Texte fourni.
○ ○ ○ ○

La question en litige

 

[8]               Dans le cadre de la présente requête, la question en litige est de savoir si les défendeurs ont démontré qu’était satisfait le critère prévu pour la délivrance d’une ordonnance de confidentialité.

 

Analyse

 

[9]               Les défendeurs ont fait valoir les motifs exposés ci-après au soutien de leur requête.

a.       L’article 151 des Règles des Cours fédérales autorise la Cour à rendre une ordonnance de confidentialité lorsqu’elle est convaincue de la nécessité de considérer les documents en cause comme confidentiels, indépendamment l’intérêt du public à la publicité des débats judiciaires.

 

b.      En l’espèce, les documents sont visés par le processus d’enquête préalable dans des actions au civil intentées par les défendeurs devant la Cour supérieure de justice de l’Ontario et, dans le cours normal de ces actions, ils ne seraient pas versés au dossier de la cour ni ne pourraient être consultés par le public avant d’y être présentés en preuve.

 

c.       Dans les circonstances, ne pas préserver la confidentialité des documents mettrait en danger les proches et les associés des défendeurs, et le gouvernement du Canada ne pourrait alors pas apporter son aide à ces personnes.

○ ○ ○ ○

Matériel fourni.
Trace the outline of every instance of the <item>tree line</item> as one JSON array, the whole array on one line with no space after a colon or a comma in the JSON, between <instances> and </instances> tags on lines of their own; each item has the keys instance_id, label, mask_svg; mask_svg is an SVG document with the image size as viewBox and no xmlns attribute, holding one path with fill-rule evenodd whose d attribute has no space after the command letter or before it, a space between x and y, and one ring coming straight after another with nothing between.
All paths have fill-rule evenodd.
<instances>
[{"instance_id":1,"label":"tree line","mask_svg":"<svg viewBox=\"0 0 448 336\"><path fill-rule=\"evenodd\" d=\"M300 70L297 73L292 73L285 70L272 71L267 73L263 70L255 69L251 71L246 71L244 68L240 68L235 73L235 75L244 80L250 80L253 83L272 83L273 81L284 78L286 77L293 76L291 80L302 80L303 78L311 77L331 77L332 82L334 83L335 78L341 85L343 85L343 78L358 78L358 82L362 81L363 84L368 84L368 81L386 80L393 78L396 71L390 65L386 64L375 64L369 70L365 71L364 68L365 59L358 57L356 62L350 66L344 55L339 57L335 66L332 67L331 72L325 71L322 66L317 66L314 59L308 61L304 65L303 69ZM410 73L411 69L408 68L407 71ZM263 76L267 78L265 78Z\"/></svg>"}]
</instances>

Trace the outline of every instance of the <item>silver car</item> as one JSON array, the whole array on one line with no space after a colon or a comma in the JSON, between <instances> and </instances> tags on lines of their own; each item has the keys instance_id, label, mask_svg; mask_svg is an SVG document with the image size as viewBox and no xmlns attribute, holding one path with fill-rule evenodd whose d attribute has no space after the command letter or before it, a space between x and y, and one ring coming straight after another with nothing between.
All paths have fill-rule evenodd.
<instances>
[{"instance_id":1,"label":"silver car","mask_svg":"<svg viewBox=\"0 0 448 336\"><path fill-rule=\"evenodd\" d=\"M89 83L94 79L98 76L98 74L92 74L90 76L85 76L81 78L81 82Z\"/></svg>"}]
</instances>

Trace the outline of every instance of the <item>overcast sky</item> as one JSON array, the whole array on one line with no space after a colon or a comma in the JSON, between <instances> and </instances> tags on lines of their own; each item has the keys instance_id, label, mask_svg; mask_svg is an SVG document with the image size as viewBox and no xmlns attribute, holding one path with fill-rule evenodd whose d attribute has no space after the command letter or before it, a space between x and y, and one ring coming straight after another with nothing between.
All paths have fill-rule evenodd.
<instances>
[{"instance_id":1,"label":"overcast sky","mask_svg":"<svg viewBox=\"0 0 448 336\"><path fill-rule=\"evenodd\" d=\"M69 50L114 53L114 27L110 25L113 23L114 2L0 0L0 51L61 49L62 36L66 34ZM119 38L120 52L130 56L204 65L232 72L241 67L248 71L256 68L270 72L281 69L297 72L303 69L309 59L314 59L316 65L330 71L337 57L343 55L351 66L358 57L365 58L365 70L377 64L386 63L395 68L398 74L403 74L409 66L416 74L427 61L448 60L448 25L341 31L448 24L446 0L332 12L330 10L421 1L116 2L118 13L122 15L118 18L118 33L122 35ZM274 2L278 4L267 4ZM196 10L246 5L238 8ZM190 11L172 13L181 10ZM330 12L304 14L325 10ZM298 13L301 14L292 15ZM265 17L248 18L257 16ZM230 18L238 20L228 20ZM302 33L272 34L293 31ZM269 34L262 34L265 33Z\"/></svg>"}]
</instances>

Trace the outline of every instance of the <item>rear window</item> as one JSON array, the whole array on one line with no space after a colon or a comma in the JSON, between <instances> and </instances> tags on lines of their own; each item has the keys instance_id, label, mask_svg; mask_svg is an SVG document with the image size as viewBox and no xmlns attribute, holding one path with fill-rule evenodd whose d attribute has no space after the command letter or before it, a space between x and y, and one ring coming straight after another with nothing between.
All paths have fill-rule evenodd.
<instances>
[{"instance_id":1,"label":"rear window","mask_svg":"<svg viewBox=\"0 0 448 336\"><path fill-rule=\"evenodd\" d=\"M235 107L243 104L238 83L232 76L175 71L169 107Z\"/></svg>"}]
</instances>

○ ○ ○ ○

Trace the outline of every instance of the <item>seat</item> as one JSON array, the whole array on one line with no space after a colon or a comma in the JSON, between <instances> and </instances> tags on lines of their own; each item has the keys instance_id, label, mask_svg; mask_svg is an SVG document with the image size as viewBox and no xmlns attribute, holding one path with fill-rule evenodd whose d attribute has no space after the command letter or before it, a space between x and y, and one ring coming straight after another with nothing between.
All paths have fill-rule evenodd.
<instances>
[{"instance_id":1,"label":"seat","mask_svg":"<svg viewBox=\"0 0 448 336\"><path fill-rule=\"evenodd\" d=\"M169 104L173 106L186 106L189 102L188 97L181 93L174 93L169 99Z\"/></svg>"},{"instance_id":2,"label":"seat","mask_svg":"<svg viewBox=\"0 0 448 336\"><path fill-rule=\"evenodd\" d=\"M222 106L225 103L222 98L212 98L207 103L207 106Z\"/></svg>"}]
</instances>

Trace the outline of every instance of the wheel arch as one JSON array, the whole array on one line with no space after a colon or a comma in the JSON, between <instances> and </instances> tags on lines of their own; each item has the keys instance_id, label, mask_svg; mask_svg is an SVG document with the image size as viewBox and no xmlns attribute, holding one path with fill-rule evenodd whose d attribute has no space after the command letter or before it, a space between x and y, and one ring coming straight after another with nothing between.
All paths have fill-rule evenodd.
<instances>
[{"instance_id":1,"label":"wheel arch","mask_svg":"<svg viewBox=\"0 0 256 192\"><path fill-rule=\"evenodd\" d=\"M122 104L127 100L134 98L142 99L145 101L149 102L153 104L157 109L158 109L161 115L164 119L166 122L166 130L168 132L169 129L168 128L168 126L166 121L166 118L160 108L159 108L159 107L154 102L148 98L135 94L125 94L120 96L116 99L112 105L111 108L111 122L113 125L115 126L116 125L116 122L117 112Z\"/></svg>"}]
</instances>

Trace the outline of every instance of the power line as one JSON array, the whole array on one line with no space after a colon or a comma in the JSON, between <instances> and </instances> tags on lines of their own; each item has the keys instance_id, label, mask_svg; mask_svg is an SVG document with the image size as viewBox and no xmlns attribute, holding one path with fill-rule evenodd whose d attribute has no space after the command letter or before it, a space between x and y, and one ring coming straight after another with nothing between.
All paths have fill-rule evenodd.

○ ○ ○ ○

Énoncé du problème 1. Selon le texte sur l'ordonnance de confidentialité, devant quelle juridiction les défendeurs ont-ils intenté leurs actions au civil ?
Énoncé du problème 2. Prolongez le texte sur l'ordonnance de confidentialité à partir de sa dernière phrase.

Réponse finale 1. Devant la Cour supérieure de justice de l'Ontario.

Réponse finale 2.
 

d.      Les défendeurs, particulièrement les défendeurs mineurs, ont droit au respect de leur vie privée, et ce droit serait enfreint si les documents étaient accessibles au public.

 

e.       Les conditions proposées pour l’ordonnance de confidentialité suffisent pour assurer qu’il n’y ait pas atteinte importante au principe de la publicité des débats judiciaires.

 

[10]           Le procureur général soutient pour sa part que la partie non expurgée de la version des documents joints aux affidavits publics n’a pas un caractère secret et que les documents déposés sont en principe accessibles au public, tel que la Cour en a déjà statué (Toronto Star Newspapers Ltd. c. Canada, 2007 CF 128, [2007] A.C.F. n° 165 (Toronto Star). La prétention des défendeurs quant à la nécessité de tenir ces renseignements confidentiels n’est pas fondée, selon le défendeur, comme il n’est pas satisfait aux critères juridiques de la délivrance d’une ordonnance de confidentialité.

 

[11]           Je désire souligner qu’à première vue, le procureur général n’a pas d’intérêt direct dans l’issue de la présente requête. Dans leur plaidoyer, les avocats des défendeurs ont critiqué le procureur général pour s’être opposé à la présente requête. Cela n’était pas à-propos, selon moi, comme il incombe au procureur général d’aider la Cour à interpréter et à appliquer la loi correctement.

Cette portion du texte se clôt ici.